● **Instruções**
a) Responda, com base no texto sobre Elza Soares:
(i) Com que idade morreu Garrinchinha?
(ii) Em que ano Elza retornou ao Brasil?
(iii) Em que cerimônia ela interpretou o Hino Nacional Brasileiro em 2007?
b) Extraia do texto sobre Elza Soares o trecho que vai de "Seu retorno ao" até "ao Grammy Latino.", sem alterar nada.
c) Diga se cada afirmação concorda com o texto sobre Elza Soares, respondendo sim ou não e citando as palavras do texto que decidem:
(i) O álbum Trajetória foi totalmente dedicado ao samba.
(ii) Do Cóccix até o Pescoço foi lançado em 1997.
(iii) O longa-metragem sobre a cantora é dirigido por Elizabete Martins Campos.

● **Texto fornecido**
Apenas três anos depois, um novo acidente de carro e uma nova tragédia em sua vida. Aos nove anos de idade, morre Garrinchinha, seu filho caçula. Desnorteada e sentindo a dor da perda de mais um filho, Elza decide sair do Brasil, reversando-se entre turnês na Europa e nos Estados Unidos.

Seu retorno ao Brasil se deu exatamente nove anos após a morte do filho, em 1995. Dois anos depois, volta a lançar um álbum (Trajetória), desta vez totalmente dedicado ao samba. No entanto, sua carreira só ganha novo fôlego na década posterior. Após a BBC de Londres a descrevê-la como a cantora do milênio e a revista Time Out, como “uma mistura explosiva de Tina Turner com Célia Cruz”, a mídia brasileira volta a valorizar sua obra. Para consolidar seu ressurgimento, em 2002, é lançado o estupendo Do Cóccix até o Pescoço, que conta com músicas de Caetano Veloso, Chico Buarque, Jorge Ben Jor e outros grandes compositores da música popular brasileira. Por este trabalho, Elza foi indicada ao Grammy Latino.

Em 2007, a artista interpretou o Hino Nacional Brasileiro na cerimônia de abertura dos Jogos Pan-Americanos, sediados no Rio de Janeiro, e desde 2008, a vida e obra da cantora é pesquisada pela cineasta e jornalista Elizabete Martins Campos que dirige o longa-metragem “My Name is Now, Elza Soares, filme que está prestes a ser lançado no circuito comercial de cinema.

● **Extrato de dados**
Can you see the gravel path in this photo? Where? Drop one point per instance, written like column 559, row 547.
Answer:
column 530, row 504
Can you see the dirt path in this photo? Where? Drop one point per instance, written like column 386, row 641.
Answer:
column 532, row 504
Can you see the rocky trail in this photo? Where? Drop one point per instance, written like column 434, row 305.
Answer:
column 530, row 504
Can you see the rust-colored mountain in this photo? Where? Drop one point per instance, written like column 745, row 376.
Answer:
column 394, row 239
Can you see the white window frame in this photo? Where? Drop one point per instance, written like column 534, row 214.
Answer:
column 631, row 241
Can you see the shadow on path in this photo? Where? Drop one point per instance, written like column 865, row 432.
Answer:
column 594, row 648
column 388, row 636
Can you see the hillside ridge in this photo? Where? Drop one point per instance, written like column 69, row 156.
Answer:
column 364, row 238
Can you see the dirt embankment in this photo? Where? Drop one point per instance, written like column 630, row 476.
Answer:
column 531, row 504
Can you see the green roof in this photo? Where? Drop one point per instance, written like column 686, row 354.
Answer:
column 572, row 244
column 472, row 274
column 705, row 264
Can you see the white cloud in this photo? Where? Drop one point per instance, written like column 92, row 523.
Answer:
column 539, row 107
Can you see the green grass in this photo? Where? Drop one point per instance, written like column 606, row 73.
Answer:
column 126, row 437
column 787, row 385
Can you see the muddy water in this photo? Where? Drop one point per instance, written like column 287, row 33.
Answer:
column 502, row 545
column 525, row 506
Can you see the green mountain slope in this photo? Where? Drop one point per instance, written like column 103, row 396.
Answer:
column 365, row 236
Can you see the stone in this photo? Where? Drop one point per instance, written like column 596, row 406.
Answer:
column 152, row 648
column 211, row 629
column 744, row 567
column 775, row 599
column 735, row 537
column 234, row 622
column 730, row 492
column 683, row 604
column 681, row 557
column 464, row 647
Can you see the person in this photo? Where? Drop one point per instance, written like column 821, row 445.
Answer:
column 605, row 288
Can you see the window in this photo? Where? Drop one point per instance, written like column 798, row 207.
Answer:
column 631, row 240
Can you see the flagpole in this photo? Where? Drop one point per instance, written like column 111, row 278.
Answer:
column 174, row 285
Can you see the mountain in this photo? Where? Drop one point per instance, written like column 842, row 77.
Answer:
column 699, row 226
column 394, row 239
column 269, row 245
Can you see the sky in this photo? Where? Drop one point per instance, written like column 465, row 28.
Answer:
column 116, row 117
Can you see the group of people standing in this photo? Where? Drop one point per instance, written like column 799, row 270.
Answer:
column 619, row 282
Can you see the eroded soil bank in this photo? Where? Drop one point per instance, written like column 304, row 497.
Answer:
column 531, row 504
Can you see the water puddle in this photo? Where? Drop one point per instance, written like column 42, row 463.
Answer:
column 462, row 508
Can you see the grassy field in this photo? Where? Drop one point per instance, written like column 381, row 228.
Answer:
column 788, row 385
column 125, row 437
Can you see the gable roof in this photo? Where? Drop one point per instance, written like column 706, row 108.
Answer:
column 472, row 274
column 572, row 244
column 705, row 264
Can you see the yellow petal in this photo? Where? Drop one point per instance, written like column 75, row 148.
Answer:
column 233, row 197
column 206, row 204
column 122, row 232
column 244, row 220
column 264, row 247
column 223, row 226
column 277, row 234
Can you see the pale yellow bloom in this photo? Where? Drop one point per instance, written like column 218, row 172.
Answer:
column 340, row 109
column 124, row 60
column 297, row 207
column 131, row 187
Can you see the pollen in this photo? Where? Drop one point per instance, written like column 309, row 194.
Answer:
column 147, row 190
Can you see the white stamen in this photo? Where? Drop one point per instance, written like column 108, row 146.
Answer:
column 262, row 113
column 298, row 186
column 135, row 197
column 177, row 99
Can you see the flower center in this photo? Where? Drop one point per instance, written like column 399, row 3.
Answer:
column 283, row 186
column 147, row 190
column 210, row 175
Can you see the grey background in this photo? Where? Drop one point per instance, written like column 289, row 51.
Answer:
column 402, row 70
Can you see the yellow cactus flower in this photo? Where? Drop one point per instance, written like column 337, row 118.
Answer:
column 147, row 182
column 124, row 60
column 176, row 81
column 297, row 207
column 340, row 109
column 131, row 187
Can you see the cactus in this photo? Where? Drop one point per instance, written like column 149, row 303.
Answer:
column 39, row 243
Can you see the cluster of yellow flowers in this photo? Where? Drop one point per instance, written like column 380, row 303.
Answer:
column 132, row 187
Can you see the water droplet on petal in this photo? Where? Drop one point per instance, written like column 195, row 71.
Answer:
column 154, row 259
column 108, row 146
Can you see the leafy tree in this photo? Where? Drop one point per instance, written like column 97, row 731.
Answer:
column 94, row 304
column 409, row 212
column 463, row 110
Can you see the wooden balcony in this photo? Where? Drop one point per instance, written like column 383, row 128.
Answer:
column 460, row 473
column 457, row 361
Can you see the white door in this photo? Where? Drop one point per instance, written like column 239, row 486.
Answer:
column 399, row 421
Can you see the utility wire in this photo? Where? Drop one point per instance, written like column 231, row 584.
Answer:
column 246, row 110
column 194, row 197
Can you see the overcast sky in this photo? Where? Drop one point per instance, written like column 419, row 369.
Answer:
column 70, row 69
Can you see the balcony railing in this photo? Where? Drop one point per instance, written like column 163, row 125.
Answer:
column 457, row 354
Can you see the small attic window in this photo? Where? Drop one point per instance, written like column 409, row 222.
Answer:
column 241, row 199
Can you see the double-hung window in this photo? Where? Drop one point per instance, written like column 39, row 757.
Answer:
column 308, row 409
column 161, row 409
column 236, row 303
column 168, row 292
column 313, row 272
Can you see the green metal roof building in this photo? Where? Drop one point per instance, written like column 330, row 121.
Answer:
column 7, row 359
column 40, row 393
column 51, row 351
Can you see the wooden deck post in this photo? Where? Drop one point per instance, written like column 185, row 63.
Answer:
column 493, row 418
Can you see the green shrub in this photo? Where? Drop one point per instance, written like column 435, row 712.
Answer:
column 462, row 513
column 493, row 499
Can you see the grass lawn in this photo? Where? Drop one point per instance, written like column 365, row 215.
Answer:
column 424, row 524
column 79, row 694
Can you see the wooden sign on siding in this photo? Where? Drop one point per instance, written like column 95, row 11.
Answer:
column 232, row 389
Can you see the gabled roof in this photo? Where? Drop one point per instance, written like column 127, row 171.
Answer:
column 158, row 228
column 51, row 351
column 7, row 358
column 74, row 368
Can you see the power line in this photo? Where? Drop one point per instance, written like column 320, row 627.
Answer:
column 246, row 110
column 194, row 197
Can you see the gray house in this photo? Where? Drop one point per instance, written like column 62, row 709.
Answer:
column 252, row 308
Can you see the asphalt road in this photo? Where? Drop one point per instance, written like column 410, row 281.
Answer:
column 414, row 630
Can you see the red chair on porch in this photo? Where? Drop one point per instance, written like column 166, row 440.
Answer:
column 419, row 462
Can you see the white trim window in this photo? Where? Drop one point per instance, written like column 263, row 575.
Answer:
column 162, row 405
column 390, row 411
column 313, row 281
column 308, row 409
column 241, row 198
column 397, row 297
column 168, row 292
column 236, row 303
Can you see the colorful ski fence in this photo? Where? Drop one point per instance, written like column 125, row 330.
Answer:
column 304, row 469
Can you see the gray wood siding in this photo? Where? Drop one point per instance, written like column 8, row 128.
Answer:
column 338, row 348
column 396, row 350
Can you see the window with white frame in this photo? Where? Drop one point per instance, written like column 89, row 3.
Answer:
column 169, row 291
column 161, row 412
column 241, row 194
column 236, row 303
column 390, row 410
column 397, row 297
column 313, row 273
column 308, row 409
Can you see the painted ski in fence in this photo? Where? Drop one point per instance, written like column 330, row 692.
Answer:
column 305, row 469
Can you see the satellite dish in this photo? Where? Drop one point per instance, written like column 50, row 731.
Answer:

● **Respostas por tarefa**
a)
(i) Aos nove anos.
(ii) Em 1995.
(iii) Na cerimônia de abertura dos Jogos Pan-Americanos, sediados no Rio de Janeiro.

b)
Seu retorno ao Brasil se deu exatamente nove anos após a morte do filho, em 1995. Dois anos depois, volta a lançar um álbum (Trajetória), desta vez totalmente dedicado ao samba. No entanto, sua carreira só ganha novo fôlego na década posterior. Após a BBC de Londres a descrevê-la como a cantora do milênio e a revista Time Out, como “uma mistura explosiva de Tina Turner com Célia Cruz”, a mídia brasileira volta a valorizar sua obra. Para consolidar seu ressurgimento, em 2002, é lançado o estupendo Do Cóccix até o Pescoço, que conta com músicas de Caetano Veloso, Chico Buarque, Jorge Ben Jor e outros grandes compositores da música popular brasileira. Por este trabalho, Elza foi indicada ao Grammy Latino.

c)
(i) Sim: "desta vez totalmente dedicado ao samba".
(ii) Não: "em 2002, é lançado o estupendo Do Cóccix até o Pescoço".
(iii) Sim: "a cineasta e jornalista Elizabete Martins Campos que dirige o longa-metragem".